(Records from a data source)
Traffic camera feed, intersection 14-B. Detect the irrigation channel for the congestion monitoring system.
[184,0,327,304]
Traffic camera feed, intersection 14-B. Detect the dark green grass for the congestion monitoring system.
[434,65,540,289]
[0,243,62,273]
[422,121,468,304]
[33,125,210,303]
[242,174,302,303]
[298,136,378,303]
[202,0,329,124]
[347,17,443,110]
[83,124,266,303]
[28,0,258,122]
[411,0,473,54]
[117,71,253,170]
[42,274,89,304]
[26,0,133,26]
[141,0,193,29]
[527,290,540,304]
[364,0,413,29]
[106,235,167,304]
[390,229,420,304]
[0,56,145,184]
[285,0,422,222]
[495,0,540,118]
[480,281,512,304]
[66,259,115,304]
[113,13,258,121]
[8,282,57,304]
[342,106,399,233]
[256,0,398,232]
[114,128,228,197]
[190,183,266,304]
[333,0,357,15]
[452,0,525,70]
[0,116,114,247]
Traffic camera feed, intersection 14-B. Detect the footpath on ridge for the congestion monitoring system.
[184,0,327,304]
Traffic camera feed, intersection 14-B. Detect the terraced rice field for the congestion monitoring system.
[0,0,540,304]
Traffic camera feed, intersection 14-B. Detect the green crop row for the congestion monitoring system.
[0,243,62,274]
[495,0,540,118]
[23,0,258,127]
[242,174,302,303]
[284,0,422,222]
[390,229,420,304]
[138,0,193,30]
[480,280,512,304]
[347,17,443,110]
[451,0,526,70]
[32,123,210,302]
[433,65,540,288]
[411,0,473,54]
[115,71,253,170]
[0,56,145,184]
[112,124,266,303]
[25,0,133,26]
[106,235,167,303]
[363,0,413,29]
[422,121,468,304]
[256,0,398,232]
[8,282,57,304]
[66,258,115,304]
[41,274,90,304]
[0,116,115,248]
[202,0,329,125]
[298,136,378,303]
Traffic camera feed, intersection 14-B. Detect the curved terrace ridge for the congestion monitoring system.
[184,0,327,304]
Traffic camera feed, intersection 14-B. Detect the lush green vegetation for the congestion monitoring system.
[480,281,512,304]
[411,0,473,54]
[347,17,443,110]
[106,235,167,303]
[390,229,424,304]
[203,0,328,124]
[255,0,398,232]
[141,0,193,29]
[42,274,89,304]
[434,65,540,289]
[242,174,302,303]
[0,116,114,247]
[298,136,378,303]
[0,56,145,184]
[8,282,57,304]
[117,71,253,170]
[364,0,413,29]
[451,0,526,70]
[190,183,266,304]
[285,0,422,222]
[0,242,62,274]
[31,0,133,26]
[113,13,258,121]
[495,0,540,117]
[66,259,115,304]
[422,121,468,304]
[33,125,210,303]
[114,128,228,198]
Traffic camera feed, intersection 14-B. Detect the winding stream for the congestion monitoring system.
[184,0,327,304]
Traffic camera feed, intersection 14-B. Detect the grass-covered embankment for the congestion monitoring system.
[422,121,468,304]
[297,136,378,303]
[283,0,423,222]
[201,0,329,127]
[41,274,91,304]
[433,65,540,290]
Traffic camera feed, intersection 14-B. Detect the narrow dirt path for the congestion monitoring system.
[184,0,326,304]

* _Stated task_
Could you turn all the records above into a two-column CSV with the columns "request" and "answer", one row per record, with each field in double quotes and every line break replaced by a space?

* _Completed exercise_
request,answer
"Traffic camera feed, intersection 14-B. Detect the irrigation channel for the congestion monitoring system.","[184,0,327,304]"
"Traffic camera feed, intersection 14-B. Detect the dark green grass for the congestion monitoring system.","[434,65,540,289] [0,243,62,273] [422,121,468,304] [33,125,210,303] [242,174,302,303] [298,136,378,303] [202,0,329,124] [347,17,443,110] [83,124,266,303] [28,0,258,122] [411,0,473,54] [117,71,253,170] [42,274,89,304] [26,0,133,26] [141,0,193,29] [527,290,540,304] [364,0,413,29] [106,235,167,304] [390,229,420,304] [0,56,145,184] [285,0,422,222] [495,0,540,118] [480,281,512,304] [66,259,115,304] [113,13,258,121] [8,282,57,304] [342,106,399,233] [256,0,398,232] [114,128,228,197] [190,183,266,304] [333,0,357,15] [452,0,525,70] [0,116,114,247]"
"Traffic camera feed, intersection 14-B. Detect the footpath on ridge for the congestion monitoring system.","[184,0,327,304]"
"Traffic camera feed, intersection 14-B. Detect the terraced rice field for the congestion monitoring system.","[0,0,540,304]"
"Traffic camera feed, intersection 14-B. Detect the green crop row for the congestion monitoring system.","[0,243,62,274] [495,0,540,118] [23,0,258,127] [242,174,302,303] [284,0,422,222] [390,229,420,304] [138,0,193,30] [480,280,512,304] [347,17,443,110] [451,0,526,70] [32,123,210,302] [433,65,540,288] [411,0,473,54] [115,71,253,170] [0,56,145,184] [112,124,266,303] [25,0,133,26] [106,235,167,303] [363,0,413,29] [422,121,468,304] [256,0,398,232] [8,282,57,304] [66,258,115,304] [41,274,90,304] [0,116,115,248] [202,0,329,125] [298,136,378,303]"
"Traffic camera feed, intersection 14-B. Detect the curved terrace ridge for the congestion monitoring system.","[184,0,327,304]"
"Traffic camera feed, intersection 14-B. Detect the lush green vegetation for the congestion monitoring system.","[480,281,512,304] [411,0,473,54] [347,17,443,110] [106,235,167,303] [390,229,424,304] [203,0,328,124] [255,0,398,232] [141,0,193,29] [42,274,89,304] [434,65,540,289] [242,174,302,303] [0,116,114,247] [298,136,378,303] [0,56,145,184] [8,282,57,304] [117,71,253,170] [364,0,413,29] [451,0,526,70] [190,183,266,304] [285,0,422,222] [0,242,62,274] [31,0,133,26] [113,13,258,121] [495,0,540,117] [66,259,115,304] [422,121,468,304] [33,125,210,303] [114,128,228,198]"
"Traffic camera feed, intersection 14-B. Detect the winding stream for the congestion monitoring system.","[184,0,327,304]"
"Traffic camera feed, intersection 14-B. Detect the grass-covered embankment for the congestion monitoring system.","[422,121,468,304] [297,136,378,303] [283,0,423,222] [201,0,329,127] [41,274,91,304] [433,65,540,290]"
"Traffic camera feed, intersection 14-B. Detect the narrow dirt path for the congestion monitoring system.","[184,0,326,304]"